▶ **WORK ITEM**
Below are several entries. Transcribe exactly those lines that fall from the one with "Target: dog's front leg" through the one with "the dog's eye", end lines included.
ENTRIES PROVIDED section start
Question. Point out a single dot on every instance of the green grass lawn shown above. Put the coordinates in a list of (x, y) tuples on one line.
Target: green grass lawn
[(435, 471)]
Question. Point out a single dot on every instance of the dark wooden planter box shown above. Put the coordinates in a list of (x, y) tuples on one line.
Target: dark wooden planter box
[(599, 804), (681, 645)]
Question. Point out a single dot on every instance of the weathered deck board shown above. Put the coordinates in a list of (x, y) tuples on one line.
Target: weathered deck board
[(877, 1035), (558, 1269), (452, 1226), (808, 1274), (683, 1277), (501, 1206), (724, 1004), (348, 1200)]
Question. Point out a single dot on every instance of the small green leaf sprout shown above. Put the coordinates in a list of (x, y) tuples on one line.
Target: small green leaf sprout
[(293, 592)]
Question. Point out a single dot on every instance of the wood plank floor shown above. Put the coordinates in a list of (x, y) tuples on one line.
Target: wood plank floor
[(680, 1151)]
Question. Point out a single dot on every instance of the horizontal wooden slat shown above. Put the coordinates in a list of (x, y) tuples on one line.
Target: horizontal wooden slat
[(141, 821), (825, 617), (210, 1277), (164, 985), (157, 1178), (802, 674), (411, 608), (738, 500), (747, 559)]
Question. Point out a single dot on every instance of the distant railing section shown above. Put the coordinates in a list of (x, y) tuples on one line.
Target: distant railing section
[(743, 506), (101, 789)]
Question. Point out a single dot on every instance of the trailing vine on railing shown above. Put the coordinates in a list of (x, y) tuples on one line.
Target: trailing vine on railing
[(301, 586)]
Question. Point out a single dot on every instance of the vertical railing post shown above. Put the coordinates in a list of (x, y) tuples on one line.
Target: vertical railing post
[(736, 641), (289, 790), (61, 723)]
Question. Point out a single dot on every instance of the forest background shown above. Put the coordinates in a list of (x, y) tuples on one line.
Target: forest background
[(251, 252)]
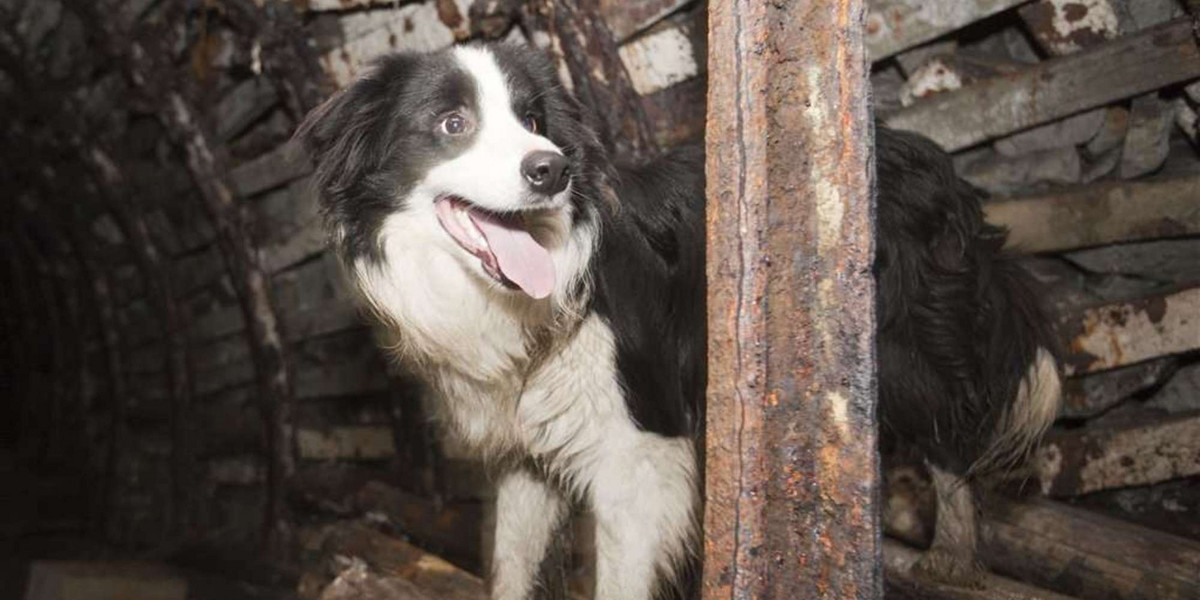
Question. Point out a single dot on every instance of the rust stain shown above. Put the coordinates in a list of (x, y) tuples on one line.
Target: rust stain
[(1073, 12)]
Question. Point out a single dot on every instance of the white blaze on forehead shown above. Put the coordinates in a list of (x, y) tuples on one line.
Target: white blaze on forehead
[(489, 173)]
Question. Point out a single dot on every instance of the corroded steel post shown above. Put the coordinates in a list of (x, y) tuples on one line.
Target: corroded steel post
[(792, 468)]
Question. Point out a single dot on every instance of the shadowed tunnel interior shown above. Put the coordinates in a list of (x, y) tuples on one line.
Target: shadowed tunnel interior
[(162, 411)]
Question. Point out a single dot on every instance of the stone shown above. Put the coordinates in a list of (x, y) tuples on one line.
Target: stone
[(1113, 131), (913, 59), (1147, 143), (1181, 393), (346, 442), (1187, 120)]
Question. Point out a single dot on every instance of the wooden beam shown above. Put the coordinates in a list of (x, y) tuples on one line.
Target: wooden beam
[(1079, 552), (895, 25), (898, 561), (1099, 214), (1096, 393), (394, 557), (1127, 333), (990, 108), (791, 448), (582, 42), (1079, 461)]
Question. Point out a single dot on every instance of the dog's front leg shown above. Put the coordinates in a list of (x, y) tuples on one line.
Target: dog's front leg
[(643, 497), (528, 511)]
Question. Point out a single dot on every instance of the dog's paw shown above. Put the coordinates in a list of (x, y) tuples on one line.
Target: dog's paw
[(946, 567)]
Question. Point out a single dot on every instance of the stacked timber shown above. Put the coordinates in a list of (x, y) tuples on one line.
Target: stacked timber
[(161, 211)]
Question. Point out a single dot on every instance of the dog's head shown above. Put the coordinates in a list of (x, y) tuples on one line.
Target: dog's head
[(471, 166)]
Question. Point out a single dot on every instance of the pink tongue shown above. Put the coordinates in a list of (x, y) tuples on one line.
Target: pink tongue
[(521, 259)]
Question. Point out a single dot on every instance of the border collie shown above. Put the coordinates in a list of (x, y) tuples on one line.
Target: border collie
[(555, 301)]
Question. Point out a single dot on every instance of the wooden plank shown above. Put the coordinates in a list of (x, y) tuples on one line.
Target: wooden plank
[(895, 25), (625, 17), (273, 169), (990, 108), (447, 528), (661, 58), (1093, 394), (343, 364), (77, 580), (390, 556), (1099, 214), (898, 561), (409, 28), (1127, 333), (346, 442), (791, 463), (1079, 461), (313, 300), (1083, 553)]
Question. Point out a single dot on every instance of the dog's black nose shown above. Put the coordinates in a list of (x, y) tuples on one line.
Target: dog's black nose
[(545, 172)]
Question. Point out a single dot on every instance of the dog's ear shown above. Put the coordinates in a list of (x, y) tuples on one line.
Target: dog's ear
[(342, 137), (348, 136)]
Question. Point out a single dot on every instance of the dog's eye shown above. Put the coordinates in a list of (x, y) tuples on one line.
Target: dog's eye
[(454, 124), (531, 123)]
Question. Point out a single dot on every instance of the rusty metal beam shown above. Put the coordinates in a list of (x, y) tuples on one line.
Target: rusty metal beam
[(791, 449)]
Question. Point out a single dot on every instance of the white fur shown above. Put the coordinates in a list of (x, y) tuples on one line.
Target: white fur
[(528, 379), (528, 510), (489, 173), (1029, 417)]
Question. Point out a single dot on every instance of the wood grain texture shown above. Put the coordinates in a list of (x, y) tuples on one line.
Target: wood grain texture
[(1117, 70)]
ENTRIES PROVIDED section end
▶ **WORKED SOLUTION**
Target: dog's front leg
[(643, 497), (528, 511)]
Question. Point out a single dot on every instance of the dog's paw shown above. Put the coordinates in a list of (x, y) tuples on one line.
Target: dog's paw
[(946, 567)]
Question. Point out a single dot on every instance of the stacked timber shown above. Put the coordinates in a list of (x, y) tuples on one line.
Target: stacked timber
[(161, 211)]
Question. Point out a single dot on every instance of the dog's head shown above. Put the coordinates in a list of (x, y) tuples on one line.
Target: dog's head
[(471, 166)]
Question. Point out a single dot on every instance of the pink tongue shown above. Put the coordinates in a list of (x, y) tuples on one line.
Target: pink tongue
[(521, 259)]
Question. Point out a single dot on every instance of the border collie shown above. Put the coordinates in a list of (x, y) tuples on one line.
Target: border collie
[(555, 301)]
Question. Point out a single dot on every instance of the wooden plank shown above. Put the coordinates in a list of (x, y) tuples on one line.
Target: wooden plank
[(895, 25), (625, 17), (273, 169), (990, 108), (447, 528), (661, 58), (1093, 394), (343, 364), (77, 580), (390, 556), (1099, 214), (898, 561), (409, 28), (1127, 333), (346, 442), (791, 463), (1079, 461), (313, 300), (1083, 553)]
Question. Point out a single dot on every instance of the dog's black nose shown above. Put the coordinates in a list of (x, y) tuples on one line.
Target: dog's black nose
[(545, 172)]
Question. Point out a single dot on every instance of the dog's ear shown above. Put the coordinates in a list of (x, y) tuples on one line.
Target: dog's ear
[(342, 137), (348, 136)]
Question. Point out a single dot on every instance of the dog's eye shown above. Put the coordinates in a list of (x, y) tuples on one line.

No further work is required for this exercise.